* **TASK PROMPT**
Print back every record below, exactly as it stands.

EXTRACTED RECORDS START

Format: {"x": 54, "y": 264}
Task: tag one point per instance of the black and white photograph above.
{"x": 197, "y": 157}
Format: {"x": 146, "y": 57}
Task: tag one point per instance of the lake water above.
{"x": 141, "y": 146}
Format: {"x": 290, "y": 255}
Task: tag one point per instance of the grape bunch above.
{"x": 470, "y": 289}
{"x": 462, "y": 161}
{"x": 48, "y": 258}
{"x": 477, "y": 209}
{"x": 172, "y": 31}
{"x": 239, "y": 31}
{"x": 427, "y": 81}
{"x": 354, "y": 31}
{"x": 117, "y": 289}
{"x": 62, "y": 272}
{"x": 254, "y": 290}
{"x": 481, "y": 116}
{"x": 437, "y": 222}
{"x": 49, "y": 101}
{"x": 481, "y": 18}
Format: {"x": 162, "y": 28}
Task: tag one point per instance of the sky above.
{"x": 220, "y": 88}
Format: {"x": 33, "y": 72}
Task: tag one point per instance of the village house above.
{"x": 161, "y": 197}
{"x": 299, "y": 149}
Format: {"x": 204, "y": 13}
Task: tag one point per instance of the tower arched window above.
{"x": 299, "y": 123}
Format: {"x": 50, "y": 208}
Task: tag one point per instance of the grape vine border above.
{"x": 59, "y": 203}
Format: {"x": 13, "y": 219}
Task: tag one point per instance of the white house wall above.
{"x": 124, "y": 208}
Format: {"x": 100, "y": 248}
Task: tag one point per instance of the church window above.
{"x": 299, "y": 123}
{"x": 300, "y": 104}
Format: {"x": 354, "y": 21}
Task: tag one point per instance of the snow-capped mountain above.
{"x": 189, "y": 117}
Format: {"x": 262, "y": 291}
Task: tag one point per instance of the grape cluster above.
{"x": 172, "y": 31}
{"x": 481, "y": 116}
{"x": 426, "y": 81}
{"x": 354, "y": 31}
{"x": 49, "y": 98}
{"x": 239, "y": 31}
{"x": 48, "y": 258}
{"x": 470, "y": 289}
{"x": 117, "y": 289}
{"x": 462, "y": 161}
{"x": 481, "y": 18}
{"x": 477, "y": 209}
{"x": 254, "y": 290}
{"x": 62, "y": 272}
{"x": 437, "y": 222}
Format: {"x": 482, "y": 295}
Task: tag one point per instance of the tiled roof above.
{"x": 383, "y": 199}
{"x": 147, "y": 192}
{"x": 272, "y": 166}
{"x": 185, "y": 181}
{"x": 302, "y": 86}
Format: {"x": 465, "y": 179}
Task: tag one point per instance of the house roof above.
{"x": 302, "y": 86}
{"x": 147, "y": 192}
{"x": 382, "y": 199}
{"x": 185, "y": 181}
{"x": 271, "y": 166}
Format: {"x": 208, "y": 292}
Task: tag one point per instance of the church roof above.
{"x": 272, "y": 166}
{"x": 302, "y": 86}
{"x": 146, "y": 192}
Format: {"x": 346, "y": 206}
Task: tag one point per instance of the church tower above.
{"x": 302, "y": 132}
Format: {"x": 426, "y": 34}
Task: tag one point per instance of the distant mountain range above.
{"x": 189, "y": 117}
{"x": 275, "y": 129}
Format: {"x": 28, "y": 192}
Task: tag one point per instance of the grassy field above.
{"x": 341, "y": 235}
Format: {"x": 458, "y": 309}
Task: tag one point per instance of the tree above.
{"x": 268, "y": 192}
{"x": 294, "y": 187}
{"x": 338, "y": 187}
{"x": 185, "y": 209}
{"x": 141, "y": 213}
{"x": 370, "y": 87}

EXTRACTED RECORDS END

* **ANSWER TO THE EXERCISE**
Format: {"x": 54, "y": 264}
Task: tag one point per instance of the black and white photograph above.
{"x": 197, "y": 157}
Format: {"x": 146, "y": 57}
Task: tag one point per instance of the lake water above.
{"x": 141, "y": 146}
Format: {"x": 290, "y": 255}
Task: tag one point per instance of the grape bunch above.
{"x": 470, "y": 289}
{"x": 462, "y": 161}
{"x": 48, "y": 258}
{"x": 477, "y": 209}
{"x": 172, "y": 31}
{"x": 239, "y": 31}
{"x": 427, "y": 81}
{"x": 354, "y": 31}
{"x": 117, "y": 289}
{"x": 62, "y": 272}
{"x": 254, "y": 290}
{"x": 481, "y": 116}
{"x": 437, "y": 222}
{"x": 49, "y": 101}
{"x": 481, "y": 18}
Format: {"x": 162, "y": 28}
Task: tag one point per instance of the sky above.
{"x": 220, "y": 88}
Format: {"x": 33, "y": 72}
Task: tag one point per instance of the village house above.
{"x": 161, "y": 197}
{"x": 299, "y": 149}
Format: {"x": 204, "y": 13}
Task: tag one point per instance of the tower arched window above.
{"x": 299, "y": 123}
Format: {"x": 50, "y": 208}
Task: tag one point per instance of the grape vine border above.
{"x": 59, "y": 203}
Format: {"x": 13, "y": 219}
Task: tag one point per instance of the white house wall above.
{"x": 124, "y": 208}
Format: {"x": 100, "y": 248}
Task: tag one point per instance of the church window above.
{"x": 299, "y": 123}
{"x": 300, "y": 104}
Format: {"x": 354, "y": 21}
Task: tag one point per instance of the snow-capped mountain above.
{"x": 189, "y": 117}
Format: {"x": 262, "y": 291}
Task: tag one point per instance of the grape cluster above.
{"x": 172, "y": 31}
{"x": 481, "y": 116}
{"x": 426, "y": 81}
{"x": 354, "y": 31}
{"x": 49, "y": 98}
{"x": 239, "y": 31}
{"x": 48, "y": 258}
{"x": 470, "y": 289}
{"x": 117, "y": 289}
{"x": 462, "y": 161}
{"x": 481, "y": 18}
{"x": 477, "y": 209}
{"x": 254, "y": 290}
{"x": 62, "y": 272}
{"x": 437, "y": 222}
Format: {"x": 482, "y": 295}
Task: tag one point per instance of the tiled roof above.
{"x": 383, "y": 199}
{"x": 147, "y": 192}
{"x": 272, "y": 166}
{"x": 185, "y": 181}
{"x": 302, "y": 86}
Format: {"x": 465, "y": 179}
Task: tag one point per instance of the house roof above.
{"x": 302, "y": 86}
{"x": 147, "y": 192}
{"x": 382, "y": 199}
{"x": 185, "y": 181}
{"x": 271, "y": 166}
Format: {"x": 208, "y": 292}
Task: tag one point per instance of the church roof above.
{"x": 272, "y": 166}
{"x": 302, "y": 86}
{"x": 146, "y": 192}
Format: {"x": 346, "y": 206}
Task: tag one point per instance of the church tower above.
{"x": 302, "y": 132}
Format: {"x": 426, "y": 34}
Task: tag one point per instance of the distant mountain range above.
{"x": 189, "y": 117}
{"x": 275, "y": 129}
Format: {"x": 28, "y": 192}
Task: tag one point per instance of the grassy field above.
{"x": 341, "y": 235}
Format: {"x": 458, "y": 309}
Task: tag one point per instance of the tree above.
{"x": 268, "y": 192}
{"x": 294, "y": 187}
{"x": 338, "y": 187}
{"x": 185, "y": 209}
{"x": 141, "y": 213}
{"x": 370, "y": 87}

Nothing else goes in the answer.